Annotation data for object locations:
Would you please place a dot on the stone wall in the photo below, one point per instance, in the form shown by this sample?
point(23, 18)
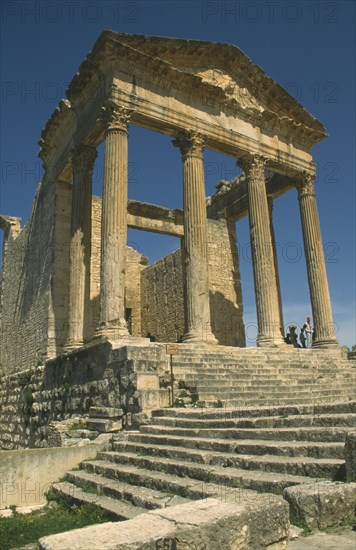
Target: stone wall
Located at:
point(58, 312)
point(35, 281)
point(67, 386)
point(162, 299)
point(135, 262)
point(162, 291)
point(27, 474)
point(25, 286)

*What is asked:* Pick out each line of the material above that contains the string "wall", and copy those lines in full. Case counts.

*Reply to the exercise:*
Would you please place a dot on the stone wall in the photo below, one point per instance, in the form shown by this sample?
Target: stone wall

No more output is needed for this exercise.